# [PASSAGE SHOWN]
Perhaps there is a natural progression from free-market democracy, towards socialism, ending up in mercantilism, that free-market destroying, unholy alliance between "Big Business" and "Big Government."

Assuming that a democratic country starts out with a substantially free market, most citizens will enjoy increasing amounts of wealth as the system efficiently directs capital to the most productive and profitable uses. This benefits most everyone, but not equally. The most productive (and in some cases lucky) accumulate more wealth than the others, and this enables them to accumulate even more. The so called, "gap between rich and poor" inevitably increases.

At some point, certain politicians see an opportunity for power and begin to exploit the gap, claiming that it is an unjust effect of the free-market. These politicians promise to moderate the cruel and impersonal mechanisms of the free-market with their own wise planning, in order to distribute the nation's wealth more equitably. So, under the pretext of social justice, politicians begin to take control and re-jigger the economy so that their judgments (and power) replace the impersonal mechanisms of the free-market.

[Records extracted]
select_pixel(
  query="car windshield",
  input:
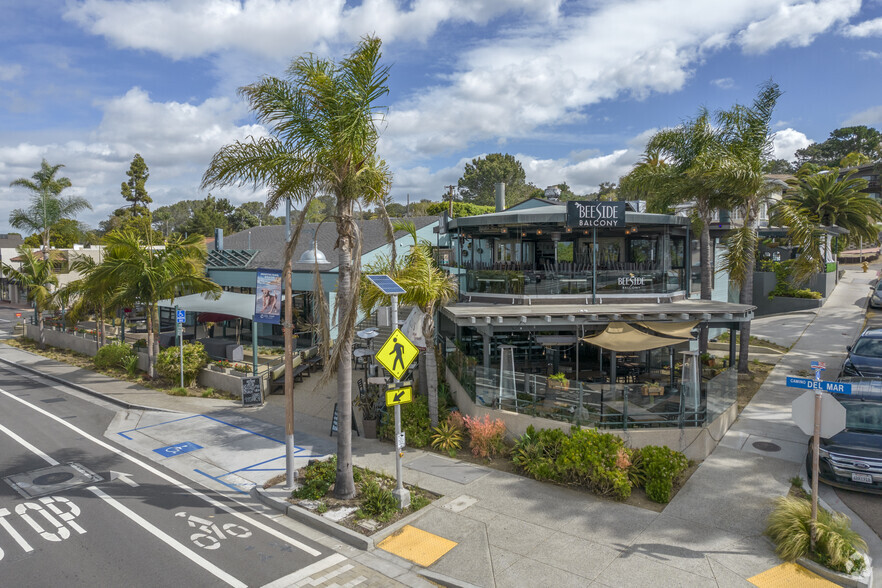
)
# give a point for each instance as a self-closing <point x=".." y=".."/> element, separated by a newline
<point x="863" y="416"/>
<point x="868" y="347"/>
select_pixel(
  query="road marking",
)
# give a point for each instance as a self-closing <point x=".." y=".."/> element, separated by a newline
<point x="168" y="540"/>
<point x="29" y="447"/>
<point x="309" y="570"/>
<point x="126" y="478"/>
<point x="166" y="477"/>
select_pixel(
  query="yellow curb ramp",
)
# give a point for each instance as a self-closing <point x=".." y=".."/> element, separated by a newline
<point x="416" y="545"/>
<point x="790" y="575"/>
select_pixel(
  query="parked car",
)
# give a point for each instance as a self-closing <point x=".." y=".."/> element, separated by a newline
<point x="853" y="458"/>
<point x="865" y="356"/>
<point x="876" y="295"/>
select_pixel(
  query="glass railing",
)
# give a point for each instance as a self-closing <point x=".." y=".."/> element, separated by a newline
<point x="525" y="282"/>
<point x="619" y="406"/>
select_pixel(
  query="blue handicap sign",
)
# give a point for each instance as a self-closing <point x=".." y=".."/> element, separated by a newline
<point x="809" y="384"/>
<point x="177" y="449"/>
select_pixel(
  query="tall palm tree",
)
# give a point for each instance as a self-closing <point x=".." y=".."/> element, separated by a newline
<point x="47" y="206"/>
<point x="428" y="288"/>
<point x="323" y="123"/>
<point x="688" y="152"/>
<point x="146" y="274"/>
<point x="738" y="174"/>
<point x="37" y="277"/>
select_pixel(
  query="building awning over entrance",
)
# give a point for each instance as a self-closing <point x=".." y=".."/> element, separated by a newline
<point x="232" y="303"/>
<point x="624" y="338"/>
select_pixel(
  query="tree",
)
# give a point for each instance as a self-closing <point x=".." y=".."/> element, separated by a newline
<point x="323" y="135"/>
<point x="47" y="207"/>
<point x="478" y="182"/>
<point x="740" y="173"/>
<point x="134" y="190"/>
<point x="35" y="275"/>
<point x="428" y="288"/>
<point x="146" y="274"/>
<point x="858" y="139"/>
<point x="688" y="153"/>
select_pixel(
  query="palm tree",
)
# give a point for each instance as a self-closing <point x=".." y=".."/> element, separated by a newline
<point x="146" y="274"/>
<point x="428" y="288"/>
<point x="323" y="122"/>
<point x="738" y="173"/>
<point x="675" y="170"/>
<point x="47" y="206"/>
<point x="37" y="277"/>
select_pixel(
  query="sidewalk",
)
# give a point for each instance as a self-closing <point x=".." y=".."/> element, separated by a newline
<point x="513" y="531"/>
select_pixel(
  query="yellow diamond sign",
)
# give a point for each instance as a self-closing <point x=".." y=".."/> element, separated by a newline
<point x="396" y="354"/>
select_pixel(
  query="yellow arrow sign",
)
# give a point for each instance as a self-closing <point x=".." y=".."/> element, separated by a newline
<point x="401" y="395"/>
<point x="396" y="354"/>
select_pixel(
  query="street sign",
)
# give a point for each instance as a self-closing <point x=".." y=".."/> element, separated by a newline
<point x="396" y="354"/>
<point x="809" y="384"/>
<point x="401" y="395"/>
<point x="832" y="414"/>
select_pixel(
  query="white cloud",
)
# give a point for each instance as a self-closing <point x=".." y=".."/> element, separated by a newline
<point x="787" y="141"/>
<point x="869" y="117"/>
<point x="176" y="140"/>
<point x="796" y="25"/>
<point x="192" y="28"/>
<point x="9" y="72"/>
<point x="868" y="28"/>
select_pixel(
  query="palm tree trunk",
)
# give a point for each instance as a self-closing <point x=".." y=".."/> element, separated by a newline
<point x="344" y="486"/>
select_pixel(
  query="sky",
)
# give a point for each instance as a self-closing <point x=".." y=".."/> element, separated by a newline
<point x="573" y="89"/>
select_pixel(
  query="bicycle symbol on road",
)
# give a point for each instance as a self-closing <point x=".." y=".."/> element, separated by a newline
<point x="210" y="534"/>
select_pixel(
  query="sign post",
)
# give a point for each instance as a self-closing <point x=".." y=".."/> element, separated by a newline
<point x="824" y="423"/>
<point x="396" y="355"/>
<point x="180" y="317"/>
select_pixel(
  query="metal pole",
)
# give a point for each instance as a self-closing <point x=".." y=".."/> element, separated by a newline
<point x="816" y="442"/>
<point x="401" y="493"/>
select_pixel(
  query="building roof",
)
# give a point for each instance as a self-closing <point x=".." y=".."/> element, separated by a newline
<point x="269" y="241"/>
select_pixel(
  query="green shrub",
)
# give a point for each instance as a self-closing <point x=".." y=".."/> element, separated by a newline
<point x="789" y="527"/>
<point x="114" y="355"/>
<point x="377" y="502"/>
<point x="168" y="363"/>
<point x="317" y="479"/>
<point x="414" y="422"/>
<point x="660" y="466"/>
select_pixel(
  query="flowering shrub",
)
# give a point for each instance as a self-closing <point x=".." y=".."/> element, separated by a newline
<point x="486" y="436"/>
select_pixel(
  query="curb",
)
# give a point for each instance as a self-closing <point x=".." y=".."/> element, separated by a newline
<point x="314" y="521"/>
<point x="81" y="388"/>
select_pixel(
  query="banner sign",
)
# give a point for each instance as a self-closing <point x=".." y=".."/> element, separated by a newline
<point x="595" y="214"/>
<point x="268" y="296"/>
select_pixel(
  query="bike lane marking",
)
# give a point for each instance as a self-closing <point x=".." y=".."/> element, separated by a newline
<point x="171" y="480"/>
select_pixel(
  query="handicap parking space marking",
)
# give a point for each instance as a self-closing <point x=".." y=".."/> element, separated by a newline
<point x="177" y="449"/>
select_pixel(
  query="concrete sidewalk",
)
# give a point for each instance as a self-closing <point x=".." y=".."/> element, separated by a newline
<point x="513" y="531"/>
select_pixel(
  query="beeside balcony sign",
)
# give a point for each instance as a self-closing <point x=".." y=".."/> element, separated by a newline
<point x="595" y="214"/>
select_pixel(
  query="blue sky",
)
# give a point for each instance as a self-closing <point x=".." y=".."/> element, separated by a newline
<point x="573" y="89"/>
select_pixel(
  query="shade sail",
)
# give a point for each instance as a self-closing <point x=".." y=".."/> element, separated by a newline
<point x="233" y="303"/>
<point x="671" y="329"/>
<point x="622" y="337"/>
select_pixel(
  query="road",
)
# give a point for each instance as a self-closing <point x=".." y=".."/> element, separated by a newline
<point x="78" y="510"/>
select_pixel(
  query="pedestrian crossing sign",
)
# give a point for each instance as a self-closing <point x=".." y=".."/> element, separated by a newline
<point x="396" y="354"/>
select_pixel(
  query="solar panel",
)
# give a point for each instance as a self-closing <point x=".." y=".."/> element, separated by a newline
<point x="386" y="284"/>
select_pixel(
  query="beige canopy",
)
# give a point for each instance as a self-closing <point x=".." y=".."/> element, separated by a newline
<point x="671" y="329"/>
<point x="623" y="338"/>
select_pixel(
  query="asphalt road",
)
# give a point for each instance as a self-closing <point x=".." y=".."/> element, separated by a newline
<point x="77" y="510"/>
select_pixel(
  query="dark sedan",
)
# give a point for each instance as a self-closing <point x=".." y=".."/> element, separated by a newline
<point x="853" y="458"/>
<point x="865" y="356"/>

# [DO THIS]
Can you extract, word for word, the stretch of the passage on free-market democracy that begins at the words "At some point, certain" and stops after "mechanisms of the free-market."? Rely on the passage on free-market democracy alone.

# [THE SOLUTION]
At some point, certain politicians see an opportunity for power and begin to exploit the gap, claiming that it is an unjust effect of the free-market. These politicians promise to moderate the cruel and impersonal mechanisms of the free-market with their own wise planning, in order to distribute the nation's wealth more equitably. So, under the pretext of social justice, politicians begin to take control and re-jigger the economy so that their judgments (and power) replace the impersonal mechanisms of the free-market.